### SELECTED PASSAGE
↓↓↓
Ohio State went 12-0 in Meyer’s first season as coach last year. But it wasn’t because the offense was a NASCAR racer. It was more like the Buckeyes stayed ahead of the field by patching and tuning an old but reliable form of transportation.

Quarterback Braxton Miller’s legs carried the Buckeyes for the first half of the season. After that, the offensive responsibilities were spread out, with tailback Carlos Hyde and the wide receivers assuming their share of the load.

Meyer, a major proponent of the hurry-up, no-huddle spread attack, barely recognized his offense. There was no H-back, a central figure as he designed the lethal Florida offenses built around the hybrid runner-receiver Percy Harvin. And most of the time, it just looked like something Woody Hayes might have installed.

Meyer concedes that the 2012 Buckeyes bore only a slight resemblance to the cutting-edge attack he had at Florida because H-back Jordan Hall was injured most of the year.

”That whole part of the offense didn’t exist, which is tough,” he said during fall camp. ”If you evaluate last year’s offense, we were a pro offense. There was not a lot of read components (and) that’s the essence of what spread football is.”

This year, Hall is finally healthy and figures to be a fly in the ointment of defenses, flitting out wide at times, into the slot at others, and running out of the backfield at yet other times.

”You’ll see a different style of offense this year,” Meyer vowed.
↑↑↑
### SOURCE INFORMATION
↓↓↓
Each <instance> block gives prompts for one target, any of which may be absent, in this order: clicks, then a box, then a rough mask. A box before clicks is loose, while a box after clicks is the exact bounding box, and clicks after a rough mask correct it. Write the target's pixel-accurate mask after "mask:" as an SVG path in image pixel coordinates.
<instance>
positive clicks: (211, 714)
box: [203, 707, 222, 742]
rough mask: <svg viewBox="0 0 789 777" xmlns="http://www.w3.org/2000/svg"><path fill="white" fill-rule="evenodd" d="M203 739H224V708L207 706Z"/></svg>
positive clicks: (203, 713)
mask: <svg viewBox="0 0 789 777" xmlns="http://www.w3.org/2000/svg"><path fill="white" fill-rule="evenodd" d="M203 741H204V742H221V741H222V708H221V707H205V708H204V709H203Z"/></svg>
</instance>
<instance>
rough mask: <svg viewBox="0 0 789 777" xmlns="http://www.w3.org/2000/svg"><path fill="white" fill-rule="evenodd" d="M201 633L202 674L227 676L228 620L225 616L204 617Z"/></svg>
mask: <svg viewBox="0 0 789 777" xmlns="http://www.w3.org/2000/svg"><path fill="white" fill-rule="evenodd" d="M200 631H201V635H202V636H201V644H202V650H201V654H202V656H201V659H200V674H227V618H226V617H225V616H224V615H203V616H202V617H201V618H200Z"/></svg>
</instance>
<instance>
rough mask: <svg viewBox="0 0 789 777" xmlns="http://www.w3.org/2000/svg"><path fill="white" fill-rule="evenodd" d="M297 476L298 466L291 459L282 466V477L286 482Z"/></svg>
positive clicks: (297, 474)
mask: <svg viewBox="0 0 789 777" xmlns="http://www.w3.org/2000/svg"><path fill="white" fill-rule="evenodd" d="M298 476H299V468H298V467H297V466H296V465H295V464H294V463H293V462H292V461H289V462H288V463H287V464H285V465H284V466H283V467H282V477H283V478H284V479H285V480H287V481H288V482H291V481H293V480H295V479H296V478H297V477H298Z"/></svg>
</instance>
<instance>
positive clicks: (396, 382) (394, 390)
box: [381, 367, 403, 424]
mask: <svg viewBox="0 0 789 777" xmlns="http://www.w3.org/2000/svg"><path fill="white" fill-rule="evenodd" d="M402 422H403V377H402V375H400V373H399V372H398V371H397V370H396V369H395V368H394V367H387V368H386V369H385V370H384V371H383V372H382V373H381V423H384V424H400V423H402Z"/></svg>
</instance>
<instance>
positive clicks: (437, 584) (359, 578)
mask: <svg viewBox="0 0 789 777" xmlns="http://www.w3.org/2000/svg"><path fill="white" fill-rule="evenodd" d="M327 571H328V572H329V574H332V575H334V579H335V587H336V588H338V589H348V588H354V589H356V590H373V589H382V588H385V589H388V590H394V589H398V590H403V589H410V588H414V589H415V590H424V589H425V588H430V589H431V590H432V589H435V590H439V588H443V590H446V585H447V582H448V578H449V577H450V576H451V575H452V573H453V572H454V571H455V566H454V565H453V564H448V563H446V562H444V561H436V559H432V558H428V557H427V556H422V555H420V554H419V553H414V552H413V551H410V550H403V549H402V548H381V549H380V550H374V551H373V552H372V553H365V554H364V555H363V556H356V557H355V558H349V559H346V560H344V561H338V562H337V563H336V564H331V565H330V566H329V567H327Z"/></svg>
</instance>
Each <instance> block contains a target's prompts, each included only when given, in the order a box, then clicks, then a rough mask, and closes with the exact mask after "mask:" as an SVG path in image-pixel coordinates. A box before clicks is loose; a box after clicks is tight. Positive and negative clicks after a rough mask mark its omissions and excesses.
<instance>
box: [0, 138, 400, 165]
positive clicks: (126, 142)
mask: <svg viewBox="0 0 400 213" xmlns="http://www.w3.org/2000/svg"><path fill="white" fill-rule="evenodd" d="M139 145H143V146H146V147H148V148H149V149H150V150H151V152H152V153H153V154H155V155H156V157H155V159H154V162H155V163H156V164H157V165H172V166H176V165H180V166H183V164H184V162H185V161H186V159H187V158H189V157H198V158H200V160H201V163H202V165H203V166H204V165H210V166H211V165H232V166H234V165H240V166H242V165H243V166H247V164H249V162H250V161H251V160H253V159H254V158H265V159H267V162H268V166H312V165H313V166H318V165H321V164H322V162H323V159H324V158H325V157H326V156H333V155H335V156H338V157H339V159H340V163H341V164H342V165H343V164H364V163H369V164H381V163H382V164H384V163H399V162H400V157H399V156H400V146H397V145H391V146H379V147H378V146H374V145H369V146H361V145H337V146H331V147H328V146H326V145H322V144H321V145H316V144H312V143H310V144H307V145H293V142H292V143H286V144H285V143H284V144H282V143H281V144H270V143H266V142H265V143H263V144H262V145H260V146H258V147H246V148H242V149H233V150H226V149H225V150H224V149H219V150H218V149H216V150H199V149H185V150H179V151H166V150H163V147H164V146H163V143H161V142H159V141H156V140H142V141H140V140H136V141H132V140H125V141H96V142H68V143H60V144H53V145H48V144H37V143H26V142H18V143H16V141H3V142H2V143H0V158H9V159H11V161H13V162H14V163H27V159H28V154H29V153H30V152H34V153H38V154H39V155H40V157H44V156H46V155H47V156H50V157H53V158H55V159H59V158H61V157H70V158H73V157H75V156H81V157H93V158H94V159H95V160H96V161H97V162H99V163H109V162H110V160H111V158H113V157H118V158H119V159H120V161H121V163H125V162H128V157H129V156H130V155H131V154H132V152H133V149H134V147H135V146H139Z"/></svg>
↑↑↑
### WORK INSTRUCTION
In the passage on Ohio State's offense, why did Meyer say the 2012 Buckeyes bore only a slight resemblance to his attack at Florida?

### RESPONSE TO THE TASK
H-back Jordan Hall was injured most of the year.